▶ _To do_: Every line with the string "blonde" should be copied from the data.

Segment Start: Supplied material

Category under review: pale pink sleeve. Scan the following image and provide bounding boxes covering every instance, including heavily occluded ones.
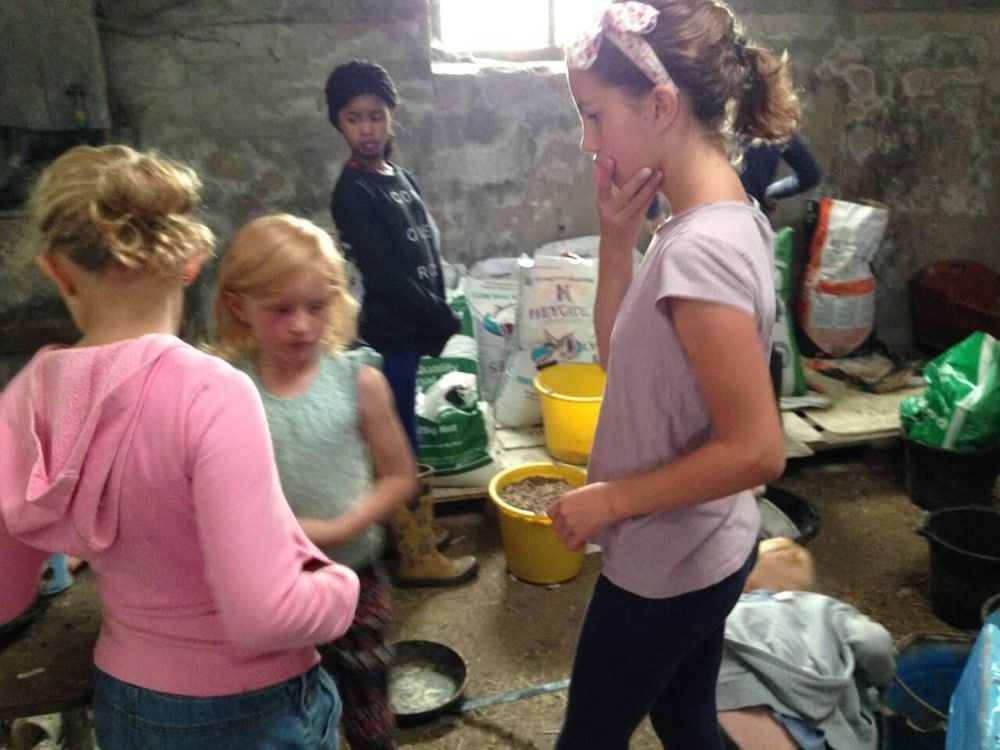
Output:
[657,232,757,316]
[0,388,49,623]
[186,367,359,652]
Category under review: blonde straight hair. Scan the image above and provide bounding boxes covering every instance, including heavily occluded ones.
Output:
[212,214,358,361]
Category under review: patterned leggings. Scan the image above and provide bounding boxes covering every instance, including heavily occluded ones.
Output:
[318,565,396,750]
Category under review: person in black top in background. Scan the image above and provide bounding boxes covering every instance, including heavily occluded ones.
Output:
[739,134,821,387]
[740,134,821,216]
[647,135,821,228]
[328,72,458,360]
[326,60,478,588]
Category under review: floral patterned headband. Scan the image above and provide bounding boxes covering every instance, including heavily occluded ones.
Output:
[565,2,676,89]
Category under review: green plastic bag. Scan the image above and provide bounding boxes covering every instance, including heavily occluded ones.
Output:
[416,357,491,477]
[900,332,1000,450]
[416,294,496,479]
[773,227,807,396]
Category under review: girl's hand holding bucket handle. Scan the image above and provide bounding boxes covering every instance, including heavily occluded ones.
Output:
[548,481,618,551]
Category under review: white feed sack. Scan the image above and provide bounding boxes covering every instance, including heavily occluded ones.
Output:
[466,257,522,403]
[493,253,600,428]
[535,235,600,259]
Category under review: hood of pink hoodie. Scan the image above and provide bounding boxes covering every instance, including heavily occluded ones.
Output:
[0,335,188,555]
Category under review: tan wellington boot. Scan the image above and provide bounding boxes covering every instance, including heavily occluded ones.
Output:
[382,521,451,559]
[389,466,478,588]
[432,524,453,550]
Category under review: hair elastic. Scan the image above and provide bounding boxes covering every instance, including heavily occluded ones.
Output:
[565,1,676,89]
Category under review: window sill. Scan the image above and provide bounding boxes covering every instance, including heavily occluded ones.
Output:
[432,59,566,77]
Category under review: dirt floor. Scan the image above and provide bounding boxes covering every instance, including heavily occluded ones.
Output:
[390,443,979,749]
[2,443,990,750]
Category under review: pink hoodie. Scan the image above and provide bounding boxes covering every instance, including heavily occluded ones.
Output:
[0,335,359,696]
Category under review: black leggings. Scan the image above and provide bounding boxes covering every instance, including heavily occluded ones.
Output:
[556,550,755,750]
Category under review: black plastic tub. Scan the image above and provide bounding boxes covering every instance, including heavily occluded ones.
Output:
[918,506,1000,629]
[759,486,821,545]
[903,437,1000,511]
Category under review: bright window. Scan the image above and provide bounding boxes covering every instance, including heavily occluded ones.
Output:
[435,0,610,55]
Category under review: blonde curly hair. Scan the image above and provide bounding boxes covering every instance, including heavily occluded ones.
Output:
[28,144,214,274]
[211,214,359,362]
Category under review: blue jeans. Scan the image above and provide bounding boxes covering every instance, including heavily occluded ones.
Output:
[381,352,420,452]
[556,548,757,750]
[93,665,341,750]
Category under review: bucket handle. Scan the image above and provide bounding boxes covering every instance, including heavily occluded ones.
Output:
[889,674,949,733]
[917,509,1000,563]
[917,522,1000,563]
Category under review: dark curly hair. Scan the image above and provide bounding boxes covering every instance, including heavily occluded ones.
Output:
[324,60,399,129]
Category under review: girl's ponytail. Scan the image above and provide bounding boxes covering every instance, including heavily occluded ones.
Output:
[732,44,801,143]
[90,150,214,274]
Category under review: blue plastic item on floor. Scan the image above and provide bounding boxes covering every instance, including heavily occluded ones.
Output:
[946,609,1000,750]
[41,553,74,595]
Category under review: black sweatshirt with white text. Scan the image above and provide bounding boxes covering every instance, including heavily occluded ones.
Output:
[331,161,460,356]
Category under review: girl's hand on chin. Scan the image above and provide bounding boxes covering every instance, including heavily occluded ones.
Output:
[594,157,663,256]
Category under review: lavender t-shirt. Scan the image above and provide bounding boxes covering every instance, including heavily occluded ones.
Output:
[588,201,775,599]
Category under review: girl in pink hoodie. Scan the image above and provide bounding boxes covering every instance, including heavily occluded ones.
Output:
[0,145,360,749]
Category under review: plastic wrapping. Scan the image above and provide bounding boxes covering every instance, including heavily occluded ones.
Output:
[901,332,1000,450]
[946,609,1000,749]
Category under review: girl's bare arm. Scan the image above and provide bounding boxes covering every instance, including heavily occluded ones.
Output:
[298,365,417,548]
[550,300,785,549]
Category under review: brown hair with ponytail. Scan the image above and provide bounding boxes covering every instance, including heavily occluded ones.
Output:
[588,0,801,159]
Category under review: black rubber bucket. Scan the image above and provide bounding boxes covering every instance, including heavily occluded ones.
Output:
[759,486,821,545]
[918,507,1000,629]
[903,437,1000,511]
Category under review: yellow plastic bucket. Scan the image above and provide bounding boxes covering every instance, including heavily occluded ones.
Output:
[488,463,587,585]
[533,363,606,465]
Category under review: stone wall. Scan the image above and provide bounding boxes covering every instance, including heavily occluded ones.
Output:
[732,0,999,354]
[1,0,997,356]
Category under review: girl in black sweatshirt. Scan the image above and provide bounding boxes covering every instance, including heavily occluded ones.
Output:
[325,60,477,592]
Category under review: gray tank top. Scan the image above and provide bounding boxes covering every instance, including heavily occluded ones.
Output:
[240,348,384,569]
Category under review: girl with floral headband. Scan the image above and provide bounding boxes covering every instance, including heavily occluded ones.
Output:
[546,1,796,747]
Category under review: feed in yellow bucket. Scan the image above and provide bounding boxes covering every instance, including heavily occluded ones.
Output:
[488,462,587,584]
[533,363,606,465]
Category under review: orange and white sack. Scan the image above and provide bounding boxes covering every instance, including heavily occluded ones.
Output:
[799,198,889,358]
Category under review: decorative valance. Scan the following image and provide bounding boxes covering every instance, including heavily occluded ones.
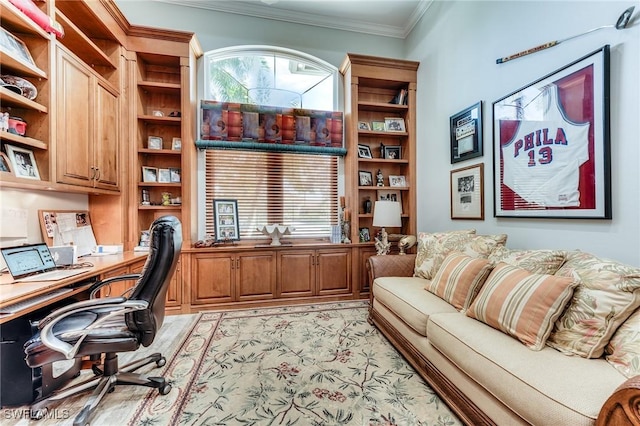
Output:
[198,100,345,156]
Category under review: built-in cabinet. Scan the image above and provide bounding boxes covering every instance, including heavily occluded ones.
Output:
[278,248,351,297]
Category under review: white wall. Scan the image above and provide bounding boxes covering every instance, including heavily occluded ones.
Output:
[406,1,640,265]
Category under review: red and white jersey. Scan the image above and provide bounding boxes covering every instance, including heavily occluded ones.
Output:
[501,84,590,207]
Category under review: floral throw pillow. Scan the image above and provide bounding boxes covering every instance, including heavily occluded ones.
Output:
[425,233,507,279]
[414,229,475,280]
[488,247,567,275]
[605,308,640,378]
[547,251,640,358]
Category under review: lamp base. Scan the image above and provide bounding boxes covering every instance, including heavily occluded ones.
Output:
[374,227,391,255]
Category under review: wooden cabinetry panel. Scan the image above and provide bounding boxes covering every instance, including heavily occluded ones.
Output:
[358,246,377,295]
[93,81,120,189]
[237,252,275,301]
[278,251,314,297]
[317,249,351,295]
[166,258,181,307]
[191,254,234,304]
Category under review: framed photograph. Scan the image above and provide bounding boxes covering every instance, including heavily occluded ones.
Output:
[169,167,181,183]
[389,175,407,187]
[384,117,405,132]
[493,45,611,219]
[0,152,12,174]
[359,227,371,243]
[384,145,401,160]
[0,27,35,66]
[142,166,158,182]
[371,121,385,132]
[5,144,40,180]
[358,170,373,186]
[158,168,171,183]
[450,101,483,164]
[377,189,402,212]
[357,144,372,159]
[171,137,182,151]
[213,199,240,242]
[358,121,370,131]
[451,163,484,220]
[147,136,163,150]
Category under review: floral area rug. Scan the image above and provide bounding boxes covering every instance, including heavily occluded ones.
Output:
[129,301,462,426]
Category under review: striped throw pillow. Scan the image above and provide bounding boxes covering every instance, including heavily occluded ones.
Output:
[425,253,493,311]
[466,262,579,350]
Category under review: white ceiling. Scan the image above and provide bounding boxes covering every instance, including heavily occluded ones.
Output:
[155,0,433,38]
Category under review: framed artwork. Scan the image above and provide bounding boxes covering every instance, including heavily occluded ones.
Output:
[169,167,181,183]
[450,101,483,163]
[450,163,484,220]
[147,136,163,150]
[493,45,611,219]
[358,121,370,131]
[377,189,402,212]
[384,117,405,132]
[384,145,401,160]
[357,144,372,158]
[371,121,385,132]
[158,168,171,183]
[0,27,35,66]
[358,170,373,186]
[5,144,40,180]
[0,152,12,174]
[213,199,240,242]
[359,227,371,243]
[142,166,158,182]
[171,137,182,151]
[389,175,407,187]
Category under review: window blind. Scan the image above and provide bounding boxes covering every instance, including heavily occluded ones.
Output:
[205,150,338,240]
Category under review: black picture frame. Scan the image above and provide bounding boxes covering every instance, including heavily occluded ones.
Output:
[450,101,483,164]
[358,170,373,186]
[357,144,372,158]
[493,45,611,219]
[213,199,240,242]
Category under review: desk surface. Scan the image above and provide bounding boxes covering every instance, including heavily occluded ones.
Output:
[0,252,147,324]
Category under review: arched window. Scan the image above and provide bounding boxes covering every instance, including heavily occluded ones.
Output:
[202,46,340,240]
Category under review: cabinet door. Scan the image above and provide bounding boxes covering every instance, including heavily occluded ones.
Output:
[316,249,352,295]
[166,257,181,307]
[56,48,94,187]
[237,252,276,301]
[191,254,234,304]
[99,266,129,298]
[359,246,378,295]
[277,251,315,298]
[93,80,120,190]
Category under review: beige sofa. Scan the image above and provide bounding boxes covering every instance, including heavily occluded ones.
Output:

Segment End: Supplied material

▶ _Your solution_:
Category under review: blonde straight hair. Scan the image above and provide bounding boxes covering every instance, including heavily occluded ones.
Category under review: blonde curly hair. Scan the image above and provide bounding boxes covering every instance, including heavily occluded ones.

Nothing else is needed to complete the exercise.